[Point localization data]
◇ ◇ ◇ ◇ ◇

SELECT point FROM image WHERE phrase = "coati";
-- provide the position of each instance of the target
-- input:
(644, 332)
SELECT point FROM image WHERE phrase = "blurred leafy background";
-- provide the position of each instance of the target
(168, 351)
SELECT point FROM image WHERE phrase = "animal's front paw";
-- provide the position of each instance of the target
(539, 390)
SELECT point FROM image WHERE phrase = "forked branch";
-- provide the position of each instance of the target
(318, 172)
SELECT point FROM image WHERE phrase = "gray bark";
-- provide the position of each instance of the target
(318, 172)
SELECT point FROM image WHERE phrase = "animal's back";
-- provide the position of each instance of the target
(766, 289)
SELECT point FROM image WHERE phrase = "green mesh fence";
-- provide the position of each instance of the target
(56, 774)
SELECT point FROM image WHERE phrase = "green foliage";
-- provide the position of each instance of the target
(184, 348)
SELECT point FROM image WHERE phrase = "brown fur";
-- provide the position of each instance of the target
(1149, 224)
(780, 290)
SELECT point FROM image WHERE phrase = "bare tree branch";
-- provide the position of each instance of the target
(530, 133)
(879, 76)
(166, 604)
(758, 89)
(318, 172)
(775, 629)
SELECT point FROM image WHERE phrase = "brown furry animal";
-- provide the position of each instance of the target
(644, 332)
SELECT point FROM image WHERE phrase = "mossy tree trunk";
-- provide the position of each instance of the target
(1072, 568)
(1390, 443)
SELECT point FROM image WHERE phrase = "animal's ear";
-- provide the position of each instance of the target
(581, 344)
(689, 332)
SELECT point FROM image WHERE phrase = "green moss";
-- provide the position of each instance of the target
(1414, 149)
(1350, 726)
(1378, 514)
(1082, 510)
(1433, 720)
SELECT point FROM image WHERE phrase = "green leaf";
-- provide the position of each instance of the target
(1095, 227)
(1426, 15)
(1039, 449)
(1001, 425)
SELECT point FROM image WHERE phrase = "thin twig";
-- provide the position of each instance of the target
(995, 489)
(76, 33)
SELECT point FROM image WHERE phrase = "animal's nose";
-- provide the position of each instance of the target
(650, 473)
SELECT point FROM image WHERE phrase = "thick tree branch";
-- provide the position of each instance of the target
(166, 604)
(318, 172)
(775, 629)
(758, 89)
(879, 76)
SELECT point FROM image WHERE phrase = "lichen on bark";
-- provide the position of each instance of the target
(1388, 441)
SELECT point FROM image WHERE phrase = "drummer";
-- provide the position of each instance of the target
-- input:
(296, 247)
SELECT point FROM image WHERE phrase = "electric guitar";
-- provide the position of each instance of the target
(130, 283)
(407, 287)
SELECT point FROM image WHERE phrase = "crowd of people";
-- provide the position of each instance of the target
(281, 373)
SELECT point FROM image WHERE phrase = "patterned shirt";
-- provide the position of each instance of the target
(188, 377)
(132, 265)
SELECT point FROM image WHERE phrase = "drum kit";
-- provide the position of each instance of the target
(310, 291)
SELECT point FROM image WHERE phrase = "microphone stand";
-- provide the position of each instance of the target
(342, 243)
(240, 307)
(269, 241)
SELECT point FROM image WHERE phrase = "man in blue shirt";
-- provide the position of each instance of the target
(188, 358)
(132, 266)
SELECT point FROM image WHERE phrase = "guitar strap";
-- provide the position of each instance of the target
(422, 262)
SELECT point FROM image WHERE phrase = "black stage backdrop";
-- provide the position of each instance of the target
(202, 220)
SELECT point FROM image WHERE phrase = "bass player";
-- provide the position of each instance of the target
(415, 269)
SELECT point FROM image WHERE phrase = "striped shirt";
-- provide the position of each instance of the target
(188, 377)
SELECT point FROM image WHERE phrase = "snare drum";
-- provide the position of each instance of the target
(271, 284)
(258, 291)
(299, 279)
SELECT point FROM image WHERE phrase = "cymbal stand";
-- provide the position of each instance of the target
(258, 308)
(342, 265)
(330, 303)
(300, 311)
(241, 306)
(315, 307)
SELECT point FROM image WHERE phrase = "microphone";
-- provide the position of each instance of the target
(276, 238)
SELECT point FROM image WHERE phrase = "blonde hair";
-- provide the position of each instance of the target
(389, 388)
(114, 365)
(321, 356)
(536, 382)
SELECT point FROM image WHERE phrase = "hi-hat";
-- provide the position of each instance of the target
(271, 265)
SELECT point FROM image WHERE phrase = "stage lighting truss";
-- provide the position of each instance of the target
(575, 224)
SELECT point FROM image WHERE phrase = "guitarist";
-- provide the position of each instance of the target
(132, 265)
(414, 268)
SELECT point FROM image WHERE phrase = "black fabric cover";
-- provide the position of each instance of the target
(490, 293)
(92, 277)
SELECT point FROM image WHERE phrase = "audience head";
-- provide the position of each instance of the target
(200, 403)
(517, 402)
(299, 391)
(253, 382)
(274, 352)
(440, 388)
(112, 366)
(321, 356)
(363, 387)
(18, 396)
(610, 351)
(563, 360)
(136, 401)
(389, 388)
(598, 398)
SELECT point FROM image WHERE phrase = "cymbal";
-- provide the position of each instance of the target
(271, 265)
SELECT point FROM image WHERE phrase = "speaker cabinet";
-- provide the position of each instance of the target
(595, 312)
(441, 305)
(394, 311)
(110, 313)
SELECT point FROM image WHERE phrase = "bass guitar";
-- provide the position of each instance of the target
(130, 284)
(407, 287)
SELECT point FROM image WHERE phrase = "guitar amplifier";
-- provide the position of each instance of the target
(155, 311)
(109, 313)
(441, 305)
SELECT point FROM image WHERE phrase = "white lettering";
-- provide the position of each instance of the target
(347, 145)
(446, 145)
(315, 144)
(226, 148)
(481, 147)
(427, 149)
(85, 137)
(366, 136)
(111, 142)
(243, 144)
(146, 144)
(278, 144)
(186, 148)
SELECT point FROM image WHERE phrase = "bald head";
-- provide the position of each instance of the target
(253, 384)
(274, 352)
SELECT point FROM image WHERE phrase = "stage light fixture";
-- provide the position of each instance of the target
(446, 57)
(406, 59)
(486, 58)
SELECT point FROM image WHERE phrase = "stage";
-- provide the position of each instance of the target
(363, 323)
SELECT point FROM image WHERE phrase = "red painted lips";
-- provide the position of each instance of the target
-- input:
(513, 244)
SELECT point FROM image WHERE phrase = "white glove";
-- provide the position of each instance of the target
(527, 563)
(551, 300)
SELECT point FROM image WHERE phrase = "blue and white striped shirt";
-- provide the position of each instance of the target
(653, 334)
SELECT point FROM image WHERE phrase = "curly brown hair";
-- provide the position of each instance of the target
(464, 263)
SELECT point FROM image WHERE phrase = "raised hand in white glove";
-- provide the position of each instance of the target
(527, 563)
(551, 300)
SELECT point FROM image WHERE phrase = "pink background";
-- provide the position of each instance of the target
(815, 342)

◇ ◇ ◇ ◇ ◇

◆ Exercise ◆
If a line contains the word "white", it counts; please state how many such lines the records above have, and nothing more.

◆ Solution ◆
4